===== Extrait du document

Cela a été un chemin tortueux pour les créanciers étrangers d’Evergrande, dont le défaut de paiement en 2021 a déclenché une crise immobilière à l’échelle de la Chine qui continue de secouer la deuxième économie mondiale.

L’audience de lundi devant la Haute Cour de Hong Kong pourrait s’avérer un moment clé pour décider quelle valeur peut être récupérée des obligations d’Evergrande. Cela pourrait également constituer un test important du traitement réservé aux investisseurs internationaux en cas de faillite d’une entreprise de Chine continentale.

Le procès en liquidation à Hong Kong, intenté l’année dernière par l’investisseur offshore Top Shine Global, allègue qu’Evergrande n’a pas honoré les réclamations de 863 millions de dollars de Hong Kong (110 millions de dollars). Lors d’une précédente audience en octobre, la juge Linda Chan a donné à Evergrande « une dernière opportunité » de formuler une nouvelle proposition de restructuration, avertissant qu’autrement, il était « très probable » qu’elle soit soumise à une ordonnance de liquidation.

Les conseillers des détenteurs d’obligations ont déclaré que cette ordonnance est susceptible de conduire à un « effondrement incontrôlé » du groupe avec un « effet catastrophique » sur d’autres développeurs en Chine et sur la capacité des entreprises chinoises en général à lever des fonds sur les marchés de capitaux internationaux.

==========
===== Extrait de données

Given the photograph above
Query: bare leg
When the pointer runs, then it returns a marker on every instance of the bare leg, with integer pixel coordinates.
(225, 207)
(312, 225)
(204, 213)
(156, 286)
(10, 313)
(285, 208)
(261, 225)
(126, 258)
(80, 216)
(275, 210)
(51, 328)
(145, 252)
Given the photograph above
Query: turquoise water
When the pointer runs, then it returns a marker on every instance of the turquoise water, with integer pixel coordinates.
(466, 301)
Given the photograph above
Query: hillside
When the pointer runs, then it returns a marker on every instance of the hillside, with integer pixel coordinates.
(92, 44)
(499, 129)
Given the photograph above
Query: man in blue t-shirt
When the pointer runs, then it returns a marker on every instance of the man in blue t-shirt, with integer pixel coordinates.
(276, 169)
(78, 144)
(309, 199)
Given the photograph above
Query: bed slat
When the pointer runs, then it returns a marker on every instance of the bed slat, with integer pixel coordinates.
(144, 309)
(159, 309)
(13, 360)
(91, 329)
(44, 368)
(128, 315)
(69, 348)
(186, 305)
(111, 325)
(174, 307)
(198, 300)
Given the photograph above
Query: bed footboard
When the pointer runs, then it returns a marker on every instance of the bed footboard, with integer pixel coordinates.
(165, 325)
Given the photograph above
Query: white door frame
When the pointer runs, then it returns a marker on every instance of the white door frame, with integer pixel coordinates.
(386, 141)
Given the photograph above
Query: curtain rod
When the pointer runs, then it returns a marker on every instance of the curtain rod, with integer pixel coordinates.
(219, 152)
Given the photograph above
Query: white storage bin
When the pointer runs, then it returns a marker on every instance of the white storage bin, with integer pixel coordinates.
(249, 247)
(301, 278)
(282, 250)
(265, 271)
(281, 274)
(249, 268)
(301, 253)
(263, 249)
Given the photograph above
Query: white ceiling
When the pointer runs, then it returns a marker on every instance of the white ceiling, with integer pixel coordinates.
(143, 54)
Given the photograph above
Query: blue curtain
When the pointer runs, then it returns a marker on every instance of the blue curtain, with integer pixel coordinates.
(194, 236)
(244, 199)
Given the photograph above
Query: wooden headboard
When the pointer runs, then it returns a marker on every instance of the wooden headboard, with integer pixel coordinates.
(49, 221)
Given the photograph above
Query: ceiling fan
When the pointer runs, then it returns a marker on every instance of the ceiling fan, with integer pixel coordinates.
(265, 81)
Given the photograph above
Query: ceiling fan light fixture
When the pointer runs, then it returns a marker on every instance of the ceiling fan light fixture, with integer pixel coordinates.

==========

• Parties de l'exercice:
**1.** Recopiez fidèlement le passage du texte sur Evergrande qui s'ouvre sur les mots contenant « L’audience de lundi » et se clôt sur « ordonnance de liquidation. ».
**2.** Reformulez sous forme de liste le paragraphe du texte sur Evergrande qui commence par « Le procès en liquidation à Hong Kong », en gardant ses faits principaux.

• Réponses par tâche:
**1.**
L’audience de lundi devant la Haute Cour de Hong Kong pourrait s’avérer un moment clé pour décider quelle valeur peut être récupérée des obligations d’Evergrande. Cela pourrait également constituer un test important du traitement réservé aux investisseurs internationaux en cas de faillite d’une entreprise de Chine continentale.

Le procès en liquidation à Hong Kong, intenté l’année dernière par l’investisseur offshore Top Shine Global, allègue qu’Evergrande n’a pas honoré les réclamations de 863 millions de dollars de Hong Kong (110 millions de dollars). Lors d’une précédente audience en octobre, la juge Linda Chan a donné à Evergrande « une dernière opportunité » de formuler une nouvelle proposition de restructuration, avertissant qu’autrement, il était « très probable » qu’elle soit soumise à une ordonnance de liquidation.

**2.**
- L'investisseur offshore Top Shine Global a intenté l'année dernière un procès en liquidation à Hong Kong.
- Il accuse Evergrande de ne pas avoir honoré des réclamations de 863 millions de dollars de Hong Kong (110 millions de dollars).
- Lors d'une audience en octobre, la juge Linda Chan a accordé à Evergrande « une dernière opportunité » de présenter une nouvelle proposition de restructuration.
- Elle a averti qu'à défaut, une ordonnance de liquidation serait « très probable ».